The Fed’s actions have done little to spark economic growth. Excess reserves—resources that banks are holding that could be lent to new ventures—increased by $490 billion, bringing the total to $1.5 trillion in 2011.50 In other words, banks sat on the cash, facing gross uncertainty about the rules of the game as the Obama administration continued to change them, ad hoc. What, exactly, will a dollar be worth tomorrow? Will the government honor contracts? With a dragging economy and huge new, unquantifiable risks from forthcoming health care, financial services, and environmental regulations, many businesses faced too many uncertainties to make the investments necessary to spur economic growth. Nobel economist Robert Lucas compared economic growth in the United States to growth in Europe, which has typically had a larger regulatory state. Growth rates in Europe have lagged behind those of the United States, and Lucas noted that increases in the size of government and the regulatory state in the U.S. could mean that our growth rates will be more like those in Europe and we may never return to the pre-2008 growth path.51
Further, the Fed’s spending binge may have paved the way for a next financial disaster. To date, inflation has remained low, ending 2011 at around 3.4 percent.52 But that does not mean there is no threat of inflation. The Fed has to determine how to clear out its own balance sheet, which includes trillions in assets of questionable value. Will it choose Zimbabwe’s path?

Data lines:
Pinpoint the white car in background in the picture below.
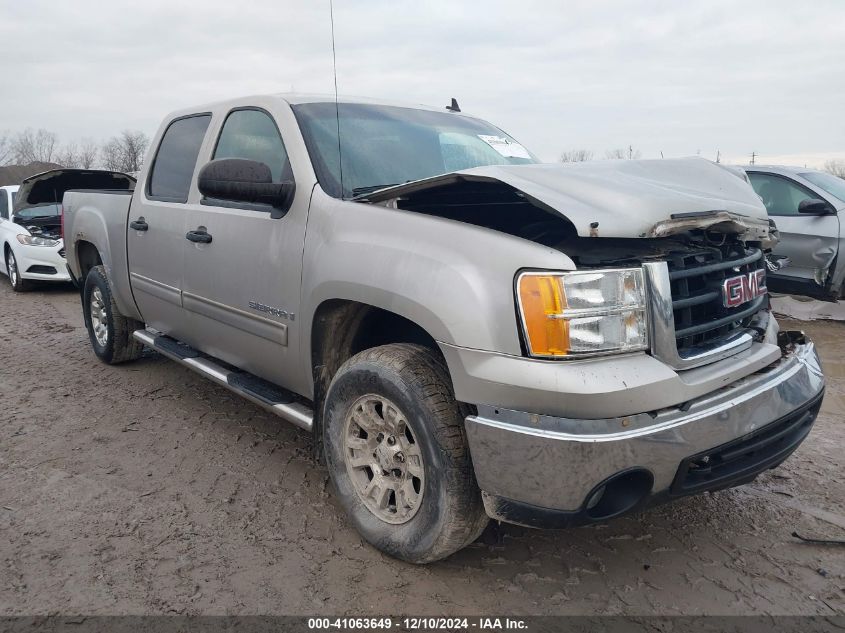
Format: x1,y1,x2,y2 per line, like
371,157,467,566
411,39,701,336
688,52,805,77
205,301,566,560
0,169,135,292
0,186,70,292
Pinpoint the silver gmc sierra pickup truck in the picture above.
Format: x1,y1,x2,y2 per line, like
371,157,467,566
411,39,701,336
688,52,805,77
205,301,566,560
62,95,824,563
---
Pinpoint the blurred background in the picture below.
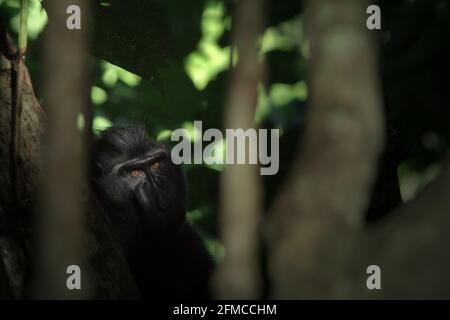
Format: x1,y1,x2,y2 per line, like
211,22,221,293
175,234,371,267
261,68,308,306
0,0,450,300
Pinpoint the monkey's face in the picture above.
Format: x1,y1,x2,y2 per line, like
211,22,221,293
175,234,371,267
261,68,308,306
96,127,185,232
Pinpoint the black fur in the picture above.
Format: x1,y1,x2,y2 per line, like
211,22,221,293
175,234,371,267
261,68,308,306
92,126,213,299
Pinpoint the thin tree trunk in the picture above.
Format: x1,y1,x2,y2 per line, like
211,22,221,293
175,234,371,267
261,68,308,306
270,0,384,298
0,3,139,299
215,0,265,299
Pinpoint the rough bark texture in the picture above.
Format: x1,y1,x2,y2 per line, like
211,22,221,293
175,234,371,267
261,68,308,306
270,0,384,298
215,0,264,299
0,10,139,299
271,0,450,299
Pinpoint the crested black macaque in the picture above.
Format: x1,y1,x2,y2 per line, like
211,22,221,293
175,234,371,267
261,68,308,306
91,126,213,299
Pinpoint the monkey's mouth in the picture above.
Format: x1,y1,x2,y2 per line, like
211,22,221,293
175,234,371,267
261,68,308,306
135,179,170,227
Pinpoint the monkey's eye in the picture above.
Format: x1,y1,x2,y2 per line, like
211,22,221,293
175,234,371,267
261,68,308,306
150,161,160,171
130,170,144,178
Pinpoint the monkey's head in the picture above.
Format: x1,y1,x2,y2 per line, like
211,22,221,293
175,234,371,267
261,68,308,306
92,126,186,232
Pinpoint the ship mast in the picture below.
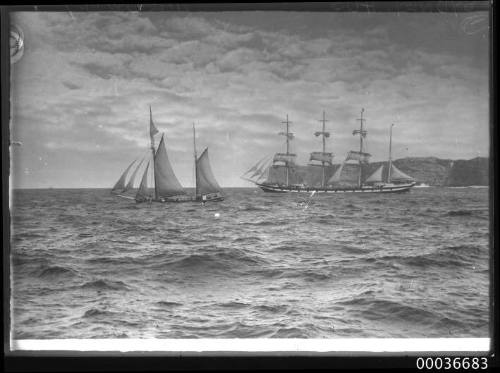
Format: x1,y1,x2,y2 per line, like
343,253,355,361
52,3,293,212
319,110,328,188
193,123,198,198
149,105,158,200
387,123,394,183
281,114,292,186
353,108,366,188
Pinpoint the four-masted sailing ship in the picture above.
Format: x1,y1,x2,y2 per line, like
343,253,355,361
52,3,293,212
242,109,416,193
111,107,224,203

Tasks for this exercise:
A – In the passage on the Federal Reserve, which Nobel economist compared economic growth in the United States with growth in Europe?
B – Extend the passage on the Federal Reserve, picking up right after its final sentence.

Results:
A – Robert Lucas.

B –
FATAL CONCEIT
BERNANKE HAS SUGGESTED THAT THE FED HAS THE SKILL TO FINE-TUNE monetary policy at the first hint of inflation, but again, this places the fate of the nation’s economy in the hands of the experts—experts whose track record does not inspire confidence. Does the czar of the federal bank really have complete knowledge of the countless millions of bits of information dispersed throughout the economy? Does he know for certain both the seen and unseen consequences of his actions from the top down? I doubt it. Allan Meltzer, a professor of political economy at Carnegie Mellon University, wrote in 2009 that “the enormous increase in bank reserves—caused by the Fed’s purchase of bonds and mortgages—will surely bring on severe inflation if allowed to remain.”53
Despite lack of evidence to suggest that the Fed’s actions are boosting economic growth, Bernanke is expanding its efforts to bail out banks—even European banks. Given the adverse publicity associated with the Fed’s previous bailouts, the organization has taken a slightly different approach. Rather than directly bailing out the struggling European banks, the Fed is engaged in currency swaps with the European Central Bank, which can then use the dollars to extend loans to failing banks. As Gerald O’Driscoll noted, “This Byzantine financial arrangement could hardly be better designed to confuse observers, and it has largely succeeded on this side of the Atlantic, where press coverage has been light.”54
The Federal Reserve is the most secretive and least accountable operation of the federal government. Bureaucrats at the bank are unelected and unaccountable to the American people. The first audit ever of the Federal Reserve was conducted in July 2011, almost 100 years after the secretive institution was founded. We finally have a sense of what the Fed has been hiding all these years. The Government Accountability Office conducted a onetime, watered-down audit of the central bank, and it gave the American people their first peek into the Fed’s books but prevented investigators from peering into their deliberations on interest rates and other crucial transactions.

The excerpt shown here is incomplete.